**Excerpted passage:**
Table of Contents
Once you have a launch configured (see Running programs), you can also run it in a debugger: Select the menu item → , or hit Alt+F9. If you are familiar with gdb, the effect is the same as starting gdb with the executable specified in the launch configuration and then saying Run
. This means that if the program calls abort()
somewhere (e.g. when you run onto a failing assertion) or if there is a segmentation fault, then the debugger will stop. On the other hand, if the program runs to the end (with or without doing the right thing) then the debugger will not stop by itself before the program is finished. In the latter case, you will want to set a breakpoint on all those lines of your code base where you want the debugger to stop before you run the debug launch. You
can do that by moving the cursor on such a line and selecting the menu item → , or right-clicking on a line and selecting Toggle Breakpoint from the context menu.
Running a program in the debugger will put KDevelop in a different mode: it will replace all the “Tool” buttons on the perimeter of the main window by ones that are appropriate for debugging, rather than for editing. You can see which of the mode you are in by looking at the top right of the window: there are tabs named Review, Debug, and Code; clicking on them allows you to switch back and forth between the three modes; each mode has a set of tool views of its own, which you can configure in the same way as we configured the Code tools in the section Tools and views.

[Rows from a pointing dataset]
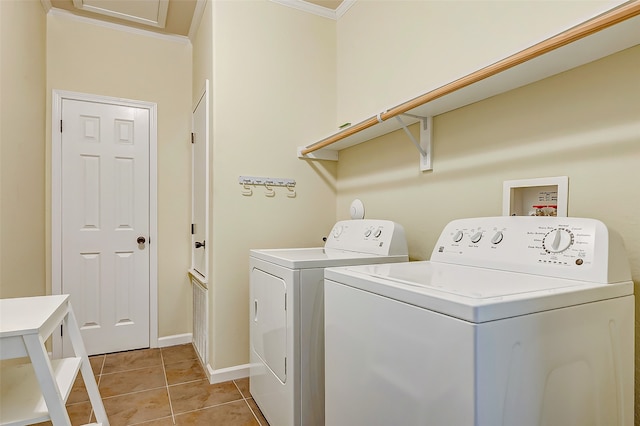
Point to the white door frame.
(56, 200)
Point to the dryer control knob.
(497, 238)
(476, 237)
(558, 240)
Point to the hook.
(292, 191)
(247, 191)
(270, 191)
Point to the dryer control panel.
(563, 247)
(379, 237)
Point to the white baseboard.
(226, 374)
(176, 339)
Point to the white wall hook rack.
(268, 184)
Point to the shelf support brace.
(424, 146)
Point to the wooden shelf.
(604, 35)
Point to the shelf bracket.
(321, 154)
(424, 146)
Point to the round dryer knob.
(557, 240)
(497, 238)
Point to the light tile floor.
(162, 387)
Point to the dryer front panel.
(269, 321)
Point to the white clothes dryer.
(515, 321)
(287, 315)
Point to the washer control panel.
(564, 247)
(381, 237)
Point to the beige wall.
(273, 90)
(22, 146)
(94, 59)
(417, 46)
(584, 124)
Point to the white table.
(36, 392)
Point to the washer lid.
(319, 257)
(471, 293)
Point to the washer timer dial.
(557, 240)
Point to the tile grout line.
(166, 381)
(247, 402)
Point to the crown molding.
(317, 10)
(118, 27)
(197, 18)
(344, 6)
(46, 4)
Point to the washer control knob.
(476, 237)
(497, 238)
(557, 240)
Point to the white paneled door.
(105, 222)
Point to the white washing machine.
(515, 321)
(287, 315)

...

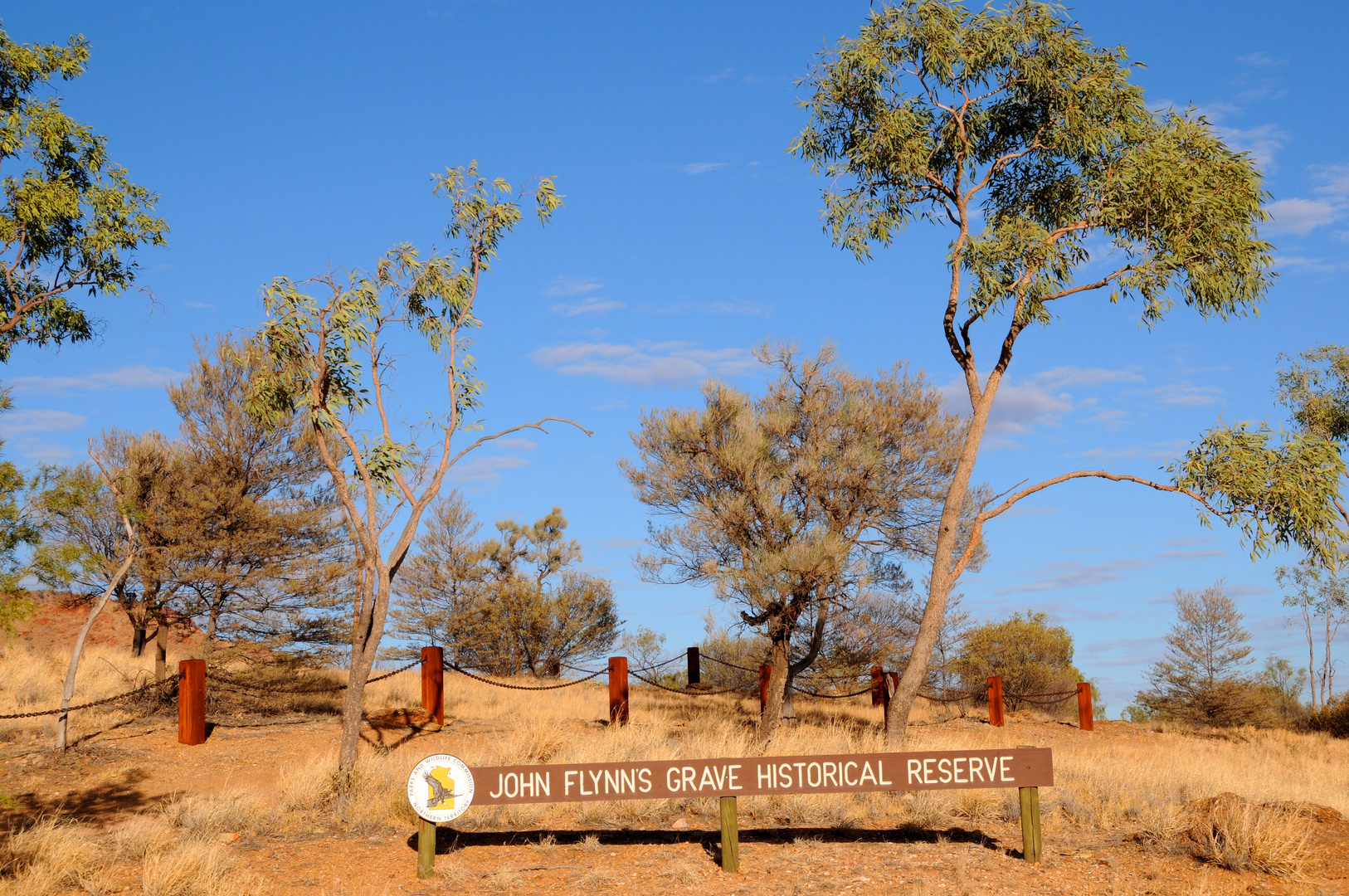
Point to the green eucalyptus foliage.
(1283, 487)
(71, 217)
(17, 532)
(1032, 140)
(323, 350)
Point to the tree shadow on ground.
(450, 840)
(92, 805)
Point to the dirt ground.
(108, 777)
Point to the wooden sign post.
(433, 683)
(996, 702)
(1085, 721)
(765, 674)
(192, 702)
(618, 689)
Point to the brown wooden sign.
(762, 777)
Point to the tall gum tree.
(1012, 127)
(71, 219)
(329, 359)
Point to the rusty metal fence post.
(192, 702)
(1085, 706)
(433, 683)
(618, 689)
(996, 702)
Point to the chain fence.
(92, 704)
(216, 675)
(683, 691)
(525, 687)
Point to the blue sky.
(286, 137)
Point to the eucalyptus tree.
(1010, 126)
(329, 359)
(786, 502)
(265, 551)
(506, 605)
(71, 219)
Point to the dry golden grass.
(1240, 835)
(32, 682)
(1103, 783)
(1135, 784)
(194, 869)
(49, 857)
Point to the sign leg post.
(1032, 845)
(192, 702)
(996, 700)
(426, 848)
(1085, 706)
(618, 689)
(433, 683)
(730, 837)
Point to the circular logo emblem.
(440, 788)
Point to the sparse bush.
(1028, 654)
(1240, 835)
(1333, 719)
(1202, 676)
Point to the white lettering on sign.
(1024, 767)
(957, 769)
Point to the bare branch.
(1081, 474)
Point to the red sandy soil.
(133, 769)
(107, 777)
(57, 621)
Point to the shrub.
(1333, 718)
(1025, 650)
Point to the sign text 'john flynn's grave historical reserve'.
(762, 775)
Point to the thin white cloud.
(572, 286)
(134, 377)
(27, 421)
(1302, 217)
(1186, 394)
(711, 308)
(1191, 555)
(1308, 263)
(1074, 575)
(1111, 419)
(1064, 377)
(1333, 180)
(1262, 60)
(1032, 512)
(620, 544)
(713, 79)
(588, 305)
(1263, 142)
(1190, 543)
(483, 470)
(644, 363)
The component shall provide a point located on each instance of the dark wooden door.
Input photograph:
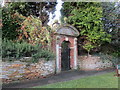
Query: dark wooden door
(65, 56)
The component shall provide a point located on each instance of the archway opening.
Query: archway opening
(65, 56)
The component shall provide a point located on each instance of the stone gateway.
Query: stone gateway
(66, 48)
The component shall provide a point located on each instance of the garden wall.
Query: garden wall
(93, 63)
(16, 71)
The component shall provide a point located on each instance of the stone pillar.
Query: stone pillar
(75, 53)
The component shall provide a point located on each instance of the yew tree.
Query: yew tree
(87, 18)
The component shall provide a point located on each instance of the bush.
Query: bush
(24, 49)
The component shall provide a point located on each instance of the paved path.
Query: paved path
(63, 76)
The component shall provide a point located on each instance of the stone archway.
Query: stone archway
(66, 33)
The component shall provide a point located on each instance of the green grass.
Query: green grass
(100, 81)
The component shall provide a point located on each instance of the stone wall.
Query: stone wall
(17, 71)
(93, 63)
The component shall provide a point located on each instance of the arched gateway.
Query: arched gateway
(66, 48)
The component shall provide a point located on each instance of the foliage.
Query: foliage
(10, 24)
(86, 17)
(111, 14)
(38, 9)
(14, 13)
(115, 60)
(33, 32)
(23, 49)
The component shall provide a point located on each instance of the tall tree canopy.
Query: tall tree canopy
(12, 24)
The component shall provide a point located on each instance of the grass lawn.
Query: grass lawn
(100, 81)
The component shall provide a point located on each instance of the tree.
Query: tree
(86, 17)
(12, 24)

**What you have to do:** Write out the passage on debugging in KDevelop word for word, from "Table of Contents" to "program calls abort()". The items are not needed for any of this work.

**Exercise result:**
Table of Contents
Once you have a launch configured (see Running programs), you can also run it in a debugger: Select the menu item → , or hit Alt+F9. If you are familiar with gdb, the effect is the same as starting gdb with the executable specified in the launch configuration and then saying Run
. This means that if the program calls abort()